# 本文
========================================================================

2019.05.20

太陽の光を感じる心地よい都心の空間

爽やかな風が似合うミッドセンチュリーな空間

洗いざらしのデニムのような西海岸スタイルのLDK

S邸が立つのは中目黒駅からほど近い、家々が立ち並ぶ都心の住宅地。「本当は緑に囲まれた郊外に住んでみたかったんですよ」と住み手のSさんは語る。しかし、仕事の関係で海外出張が多いことから利便性を考え、生まれ育った実家の土地を引き継いで、目黒に一軒家を建てた。都会にいながら太陽とともに目覚め、自然の中で暮らしている感覚になれる家を目指した。
山荘のようなぬくもりのある空間を、スギ材を貼った勾配天井や、石材を天井まで積み上げて造ったストーブで実現。空高く伸びた大開口からは太陽の光が降り注ぐ。4.8mの天井高や大空間を柱や壁で遮ることないのびやかさは、SE構法ならでは。敷地面積が34坪とは思えないほど、開放的な空間だ。「日中はライトをつけることはありません。一番日当たりがいいのは、LDKからつながる吹き抜けに面した3階。朝の光を浴びながらヨガを楽しんでいます」
天井や階段は“インディゴ”と呼ばれる青みがかったグレーの塗料を選び、ポイントカラーに。チャールズ&レイ・イームズの「ラウンジチェア」をはじめとしたミッドセンチュリーの名作家具が空間になじむ。以前、LAに暮らしていたというSさん。当時の邸宅のように、爽やかで自然とともに暮らす空間となった。

思わぬ誤算から生まれたくつろぎのカフェスペース

LDKの配置から照明計画に至るまで、Sさん自らがプランを描き、詰めていった。そんな中、思わぬアクシデントが起きた。
「近隣の日照を確保するために、条例でキッチン奥の北側をカットしなくてはならないことに途中で気づいたのです」とSさん。それにより、すでに決定していたプランを調整することになった。
「北側を削るなら、その場所にはテーブルや収納を設けてはどうかと設計を依頼したKURASUさんから提案され、当初は予定していなかったカフェコーナーになりました」

========================================================================

# 提供資料

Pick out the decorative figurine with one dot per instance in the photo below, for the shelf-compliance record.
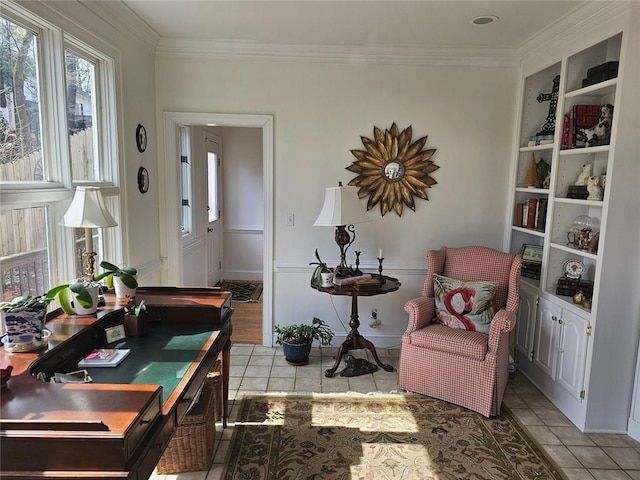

========================================================================

# 課題
1) 目黒の住宅を紹介する本文に出てくる地名を、もれなく列挙せよ。
2) 目黒の住宅を紹介する本文に基づき、次の問いに答えよ。
(a) LDKの天井高は何mか。
(b) 敷地面積は何坪か。
(c) 設計を依頼した先はどこか。
3) 目黒の住宅を紹介する本文の最終文の後から、記事を書き継げ。

# 解答
1) 中目黒（駅）、目黒、LA、西海岸

2)
(a) 4.8m
(b) 34坪
(c) KURASU

3)
角度ができたことで近隣の住宅と対面せずにすみ、視線を気にせず過ごせるようになった。また、緑に囲まれた借景が楽しめるくつろぎのカフェコーナーも誕生した。「春には隣の家の桜も眺められるんですよ」とSさん。規制によるプランの変更がなければ思いつかなかったアイデア。都会の中で自然を感じられるスペースが増えた。

優先順位を明確にし、メリハリのある家造りを

都心ゆえの限られた敷地で、理想を実現するためには、これだけは譲れないというイメージを明確にすること。S邸の場合は日当たりのいいLDKだった。「その点は妥協せず、希望を貫きました。2階のLDKは空間を十分にとり、高価でも納得できる素材を選びました」とSさんは振り返る。
その分、1階はコンパクトにして、寝室や浴室、音楽スタジオなどプライベートを過ごす場所に。
近隣の住宅と接しているので、防音効果の高い二重窓にするなど、個の時間を楽しめる工夫も盛り込んだ。廊下はギャラリースペースとしても使い、空間を無駄なく活用。LDK以外はリーズナブルなクロス材や床材にするなど、予算配分にもメリハリをつけた。
好きな家具や音楽など趣味を楽しむ空間でありつつ、実は家事動線にも優れたこの家。将来、家族が増えたり、生活スタイルが変わっても対応できる、自由度や機能性の高い家が完成した。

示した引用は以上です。